Note that TCP session setup failure isn't exactly quick, so this isn't likely to be a pleasant failover experience for a user, but beats nothing. Maybe.
There are occasionally glitches, subtleties and unexplained behaviours, but for the most part when things aren't broken in weird and interesting ways, the above is how I've seen it work over many years. Newer browsers are optimizing behaviour, and parallelizing stuff, and trying interesting things all the time, so check out the most recent docs for your given browser to understand the fine detail.
WinSock Proxy / ISA Firewall Client / TMG Client:
If you're interested in the Winsock Proxy Client (from TMG/ISA Server), that's a different story, with more flexibility and moving parts. Too much to go into here, but there are docs around which describe how it works. In short: it plugs into Windows Sockets, and can intercept both TCP/UDP based traffic and name resolution requests on a per-app and per-user basis. Very powerful, but also deprecated now, and hasn't been updated in several years.
Clients can be Really Clingy:
One final note: Once an HTTP client has decided to talk to a proxy for a given site/url, there's no way for the proxy to tell it not to.
There is no HTTP status code or header for "I don't serve that, you should just go directly to it instead"...
Once the client decides a particular URL is proxy-served, proxy-death-grip ensues.
The only way to avoid it is by getting the selection logic right before the client makes its connection, in the PAC or Bypass list.
A final note on Zones and PAC files
IE treats sites which are DIRECT connected - even if they have dots in the URL - to be part of the Local Intranet Zone (by default - settable in Zone properties), and so will do things like allow Integrated Windows Authentication to those sites (i.e. Kerberos and/or NTLM authentication, transparently). So controlling whether something's in the Local Intranet Zone defines how trusted it is in terms of automatic authentication. Again, at least, by default.
Best Answer
@Palmin I had the same problem, and thankfully stumbled upon a solution in this social.technet thread! The priority of adapter IPs that Windows returns to a browser's
myIpAddress()
implementation can be modified by changing the IP metrics.I manually set the metrics for my physical adapters to 1, 2, etc, and put the VirtualBox Host-Only Network at the end. It works like a charm now.
My specific configuration/journey for others struggling with the same issue:
Accessing web pages on the Internet when on wireless always failed. When on a wired connection they worked just fine, and intranet pages were always accessible. Disabling the VirtualBox Host-Only Network adapter resolved the issue. Manually configuring my browser to always use a proxy (versus auto-detect) also resolved the issue.
To confirm the nature of the PAC problem, I used the pactester utility to test the behavior of
wpad.dat
with my physical addresses versus the VirtualBox one. As expected, the proxy script returns direct connections for private IPv4 addresses. The default VirtualBox Host-Only IPv4 address is in the192.168.x.x
range.Modifying the adapter priority did not resolve the issue for me. It was not fully (and cleanly) resolved until I modified the metrics for each adapter.

**Records shown:**
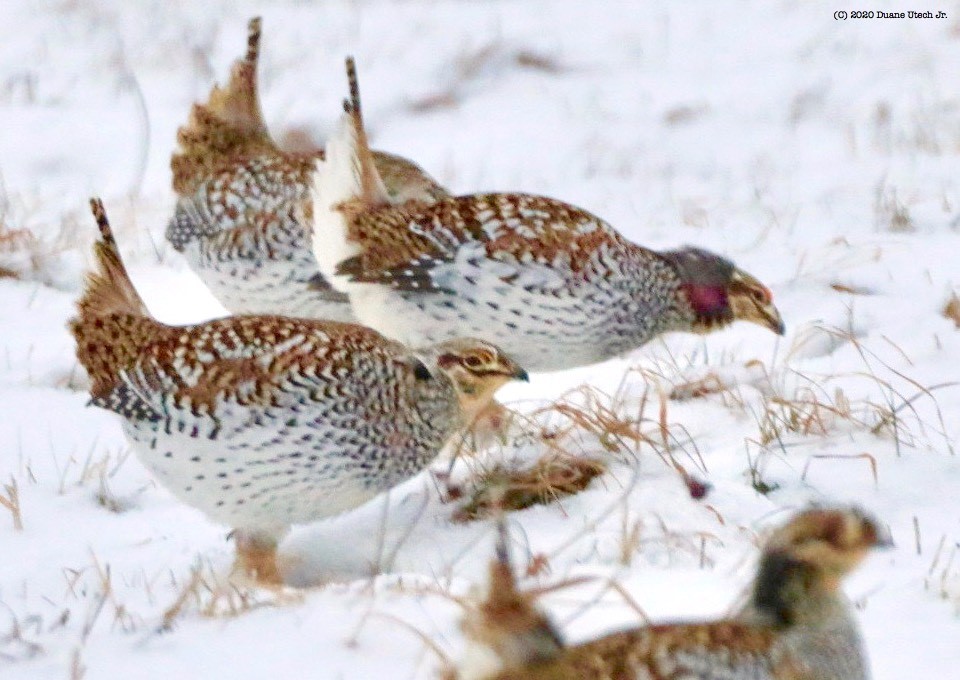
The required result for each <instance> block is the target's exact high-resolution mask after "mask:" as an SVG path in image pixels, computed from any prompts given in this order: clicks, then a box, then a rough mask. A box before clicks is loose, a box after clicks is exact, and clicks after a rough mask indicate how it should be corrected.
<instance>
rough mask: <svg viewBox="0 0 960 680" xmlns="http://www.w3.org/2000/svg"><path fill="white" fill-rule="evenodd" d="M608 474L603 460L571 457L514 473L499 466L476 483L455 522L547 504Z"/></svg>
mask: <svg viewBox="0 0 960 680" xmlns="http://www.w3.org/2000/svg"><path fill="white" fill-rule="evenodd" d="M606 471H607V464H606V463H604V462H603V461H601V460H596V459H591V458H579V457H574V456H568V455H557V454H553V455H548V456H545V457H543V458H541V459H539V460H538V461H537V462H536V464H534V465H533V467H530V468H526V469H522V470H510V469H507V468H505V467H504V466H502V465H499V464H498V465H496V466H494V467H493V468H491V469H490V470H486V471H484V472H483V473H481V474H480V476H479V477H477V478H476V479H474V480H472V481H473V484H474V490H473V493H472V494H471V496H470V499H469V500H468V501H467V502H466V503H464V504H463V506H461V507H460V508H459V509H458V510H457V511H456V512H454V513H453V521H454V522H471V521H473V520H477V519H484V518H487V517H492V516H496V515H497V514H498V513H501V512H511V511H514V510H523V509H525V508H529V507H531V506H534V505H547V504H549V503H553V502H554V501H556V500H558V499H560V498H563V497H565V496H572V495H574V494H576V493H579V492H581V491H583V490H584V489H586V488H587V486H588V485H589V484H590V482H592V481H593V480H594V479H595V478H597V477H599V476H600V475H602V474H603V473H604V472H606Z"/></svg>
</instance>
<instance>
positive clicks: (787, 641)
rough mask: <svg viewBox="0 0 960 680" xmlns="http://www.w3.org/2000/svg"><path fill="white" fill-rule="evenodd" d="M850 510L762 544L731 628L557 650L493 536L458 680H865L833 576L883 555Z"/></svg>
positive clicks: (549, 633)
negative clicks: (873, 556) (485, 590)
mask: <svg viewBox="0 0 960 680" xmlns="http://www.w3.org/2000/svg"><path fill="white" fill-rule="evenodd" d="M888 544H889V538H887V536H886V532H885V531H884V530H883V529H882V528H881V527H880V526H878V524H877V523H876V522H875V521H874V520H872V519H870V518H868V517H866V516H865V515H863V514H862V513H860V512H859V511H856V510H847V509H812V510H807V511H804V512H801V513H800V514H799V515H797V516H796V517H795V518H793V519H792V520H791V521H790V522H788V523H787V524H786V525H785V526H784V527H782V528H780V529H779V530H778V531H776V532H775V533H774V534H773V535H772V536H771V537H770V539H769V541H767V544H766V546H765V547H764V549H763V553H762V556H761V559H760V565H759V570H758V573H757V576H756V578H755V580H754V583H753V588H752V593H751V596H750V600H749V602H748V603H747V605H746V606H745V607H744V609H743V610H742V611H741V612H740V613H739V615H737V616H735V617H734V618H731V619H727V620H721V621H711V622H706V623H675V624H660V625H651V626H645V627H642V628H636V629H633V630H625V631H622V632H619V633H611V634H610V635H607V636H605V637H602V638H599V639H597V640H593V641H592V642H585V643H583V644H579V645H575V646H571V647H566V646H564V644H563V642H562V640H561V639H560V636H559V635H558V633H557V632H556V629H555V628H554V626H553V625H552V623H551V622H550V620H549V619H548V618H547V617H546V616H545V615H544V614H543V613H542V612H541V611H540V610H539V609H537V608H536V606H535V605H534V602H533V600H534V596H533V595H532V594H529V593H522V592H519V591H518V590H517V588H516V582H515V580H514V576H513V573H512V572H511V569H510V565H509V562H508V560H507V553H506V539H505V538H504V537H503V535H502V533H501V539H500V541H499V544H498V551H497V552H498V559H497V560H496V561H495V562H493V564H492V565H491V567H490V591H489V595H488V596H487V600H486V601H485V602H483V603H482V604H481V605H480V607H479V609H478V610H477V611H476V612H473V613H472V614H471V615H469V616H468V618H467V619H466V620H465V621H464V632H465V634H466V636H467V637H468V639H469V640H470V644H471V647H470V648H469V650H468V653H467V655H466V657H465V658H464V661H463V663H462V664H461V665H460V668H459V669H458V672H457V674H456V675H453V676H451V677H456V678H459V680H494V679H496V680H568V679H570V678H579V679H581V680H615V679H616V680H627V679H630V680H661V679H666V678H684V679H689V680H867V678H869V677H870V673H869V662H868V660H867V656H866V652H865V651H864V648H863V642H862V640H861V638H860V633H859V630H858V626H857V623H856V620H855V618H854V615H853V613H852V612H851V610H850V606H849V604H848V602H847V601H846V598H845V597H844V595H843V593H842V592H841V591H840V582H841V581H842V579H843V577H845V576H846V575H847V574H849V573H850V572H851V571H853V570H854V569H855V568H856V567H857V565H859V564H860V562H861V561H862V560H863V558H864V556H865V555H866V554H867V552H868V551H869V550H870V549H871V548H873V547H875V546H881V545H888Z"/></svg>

**List of tasks:**
**A)** Duplicate the proxy passage word for word, starting with "The only way" and going on through "myIpAddress()".
**B)** Summarize the proxy passage in three sentences.
The data comes from a separate source unrelated to the proxy passage.

**Task-by-task results:**
**A)**
The only way to avoid it is by getting the selection logic right before the client makes its connection, in the PAC or Bypass list.
A final note on Zones and PAC files
IE treats sites which are DIRECT connected - even if they have dots in the URL - to be part of the Local Intranet Zone (by default - settable in Zone properties), and so will do things like allow Integrated Windows Authentication to those sites (i.e. Kerberos and/or NTLM authentication, transparently). So controlling whether something's in the Local Intranet Zone defines how trusted it is in terms of automatic authentication. Again, at least, by default.
Best Answer
@Palmin I had the same problem, and thankfully stumbled upon a solution in this social.technet thread! The priority of adapter IPs that Windows returns to a browser's
myIpAddress()

**B)** Once an HTTP client decides a proxy serves a given URL, the proxy has no way to tell it to connect directly, so the selection logic must be correct in the PAC or bypass list. By default, IE places DIRECT-connected sites in the Local Intranet Zone, which permits transparent Integrated Windows Authentication to them. One user whose Internet pages failed on wireless fixed the problem by manually setting IP metrics so the physical adapters came before the VirtualBox Host-Only Network adapter.